[[ Given data, beginning ]]

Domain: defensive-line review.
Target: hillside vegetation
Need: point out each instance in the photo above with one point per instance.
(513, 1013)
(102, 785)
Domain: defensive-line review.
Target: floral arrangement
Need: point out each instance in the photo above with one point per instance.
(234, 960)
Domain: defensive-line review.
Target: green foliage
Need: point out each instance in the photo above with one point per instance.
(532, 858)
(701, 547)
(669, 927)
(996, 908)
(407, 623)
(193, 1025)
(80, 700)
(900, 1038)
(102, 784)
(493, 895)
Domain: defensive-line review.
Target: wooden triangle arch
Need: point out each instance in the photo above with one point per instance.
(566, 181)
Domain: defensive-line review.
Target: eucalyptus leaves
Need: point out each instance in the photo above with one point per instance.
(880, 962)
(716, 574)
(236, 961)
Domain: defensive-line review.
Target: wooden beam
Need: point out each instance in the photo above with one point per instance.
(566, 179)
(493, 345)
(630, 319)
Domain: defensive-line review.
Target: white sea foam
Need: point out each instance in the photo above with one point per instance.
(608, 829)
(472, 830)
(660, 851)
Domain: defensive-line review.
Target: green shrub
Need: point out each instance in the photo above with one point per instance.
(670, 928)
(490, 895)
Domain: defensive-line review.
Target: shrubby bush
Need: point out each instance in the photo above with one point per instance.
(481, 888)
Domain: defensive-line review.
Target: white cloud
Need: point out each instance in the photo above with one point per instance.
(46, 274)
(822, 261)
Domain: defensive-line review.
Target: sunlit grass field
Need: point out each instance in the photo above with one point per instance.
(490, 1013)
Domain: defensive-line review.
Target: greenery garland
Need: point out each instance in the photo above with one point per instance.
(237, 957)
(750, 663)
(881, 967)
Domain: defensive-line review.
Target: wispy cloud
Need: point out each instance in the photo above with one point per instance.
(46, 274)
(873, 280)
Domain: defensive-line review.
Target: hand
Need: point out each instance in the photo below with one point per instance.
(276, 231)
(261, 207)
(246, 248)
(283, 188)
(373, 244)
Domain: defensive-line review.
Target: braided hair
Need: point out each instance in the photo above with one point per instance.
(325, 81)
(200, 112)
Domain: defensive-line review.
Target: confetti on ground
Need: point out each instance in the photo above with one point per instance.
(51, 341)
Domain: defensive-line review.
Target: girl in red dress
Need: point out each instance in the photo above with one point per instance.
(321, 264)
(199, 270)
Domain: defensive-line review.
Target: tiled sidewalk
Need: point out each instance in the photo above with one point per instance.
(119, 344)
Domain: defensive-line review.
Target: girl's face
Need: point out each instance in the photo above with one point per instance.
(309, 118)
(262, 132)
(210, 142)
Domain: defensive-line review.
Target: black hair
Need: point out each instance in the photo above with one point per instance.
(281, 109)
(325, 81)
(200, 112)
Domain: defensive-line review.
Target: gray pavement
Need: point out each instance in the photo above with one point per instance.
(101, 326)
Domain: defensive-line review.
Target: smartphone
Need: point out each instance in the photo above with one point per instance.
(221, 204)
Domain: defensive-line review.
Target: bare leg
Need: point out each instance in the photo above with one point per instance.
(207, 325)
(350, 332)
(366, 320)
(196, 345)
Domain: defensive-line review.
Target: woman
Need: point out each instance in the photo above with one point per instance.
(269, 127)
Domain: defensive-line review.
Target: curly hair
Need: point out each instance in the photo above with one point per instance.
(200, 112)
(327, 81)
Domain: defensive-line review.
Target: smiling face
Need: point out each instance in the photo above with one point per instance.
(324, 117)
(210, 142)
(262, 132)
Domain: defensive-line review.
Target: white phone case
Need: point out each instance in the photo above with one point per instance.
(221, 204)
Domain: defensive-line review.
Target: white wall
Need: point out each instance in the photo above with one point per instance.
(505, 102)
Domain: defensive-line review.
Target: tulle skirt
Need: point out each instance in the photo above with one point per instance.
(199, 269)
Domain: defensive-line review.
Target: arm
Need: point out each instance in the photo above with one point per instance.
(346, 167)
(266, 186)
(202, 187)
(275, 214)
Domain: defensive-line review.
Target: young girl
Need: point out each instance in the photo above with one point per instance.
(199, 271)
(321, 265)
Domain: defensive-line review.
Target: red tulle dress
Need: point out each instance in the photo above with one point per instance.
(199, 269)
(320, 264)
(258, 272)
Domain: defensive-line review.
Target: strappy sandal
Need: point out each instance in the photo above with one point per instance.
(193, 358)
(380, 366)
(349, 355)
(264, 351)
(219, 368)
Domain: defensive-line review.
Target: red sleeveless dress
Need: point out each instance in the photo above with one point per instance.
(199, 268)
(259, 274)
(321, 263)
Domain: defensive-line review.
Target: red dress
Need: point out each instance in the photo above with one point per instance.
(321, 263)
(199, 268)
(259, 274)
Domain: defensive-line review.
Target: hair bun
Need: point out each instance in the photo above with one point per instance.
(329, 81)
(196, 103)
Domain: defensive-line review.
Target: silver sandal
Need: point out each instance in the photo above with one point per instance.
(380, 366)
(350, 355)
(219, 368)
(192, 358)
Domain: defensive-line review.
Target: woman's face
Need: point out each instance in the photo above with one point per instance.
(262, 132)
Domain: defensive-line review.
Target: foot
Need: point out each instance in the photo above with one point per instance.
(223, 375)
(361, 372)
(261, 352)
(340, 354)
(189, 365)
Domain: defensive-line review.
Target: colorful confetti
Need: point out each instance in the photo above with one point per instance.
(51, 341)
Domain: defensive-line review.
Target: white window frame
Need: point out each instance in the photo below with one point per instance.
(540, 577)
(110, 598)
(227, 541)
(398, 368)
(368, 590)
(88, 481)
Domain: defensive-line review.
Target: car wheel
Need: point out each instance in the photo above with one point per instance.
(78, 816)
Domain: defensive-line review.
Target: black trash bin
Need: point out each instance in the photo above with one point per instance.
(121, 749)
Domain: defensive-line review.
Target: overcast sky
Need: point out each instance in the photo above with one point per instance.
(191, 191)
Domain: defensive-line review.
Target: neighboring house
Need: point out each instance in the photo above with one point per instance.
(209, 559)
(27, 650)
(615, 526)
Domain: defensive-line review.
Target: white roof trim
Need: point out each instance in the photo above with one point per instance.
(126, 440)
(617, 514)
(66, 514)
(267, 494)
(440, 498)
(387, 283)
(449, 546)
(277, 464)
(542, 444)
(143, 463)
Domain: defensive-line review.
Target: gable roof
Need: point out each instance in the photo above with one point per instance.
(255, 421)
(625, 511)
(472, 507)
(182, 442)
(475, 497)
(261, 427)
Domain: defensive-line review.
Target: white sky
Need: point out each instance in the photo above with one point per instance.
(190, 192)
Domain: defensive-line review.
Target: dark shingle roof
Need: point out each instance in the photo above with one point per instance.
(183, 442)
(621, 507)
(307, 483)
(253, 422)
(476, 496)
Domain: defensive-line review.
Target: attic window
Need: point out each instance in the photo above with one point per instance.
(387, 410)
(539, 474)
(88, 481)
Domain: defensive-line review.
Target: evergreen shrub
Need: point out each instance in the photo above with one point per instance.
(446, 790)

[[ Given data, end ]]

### Task goal
Wherever a line in the entries above holds "sandal", copy that line.

### Exercise answer
Target: strappy sandal
Target: silver sandal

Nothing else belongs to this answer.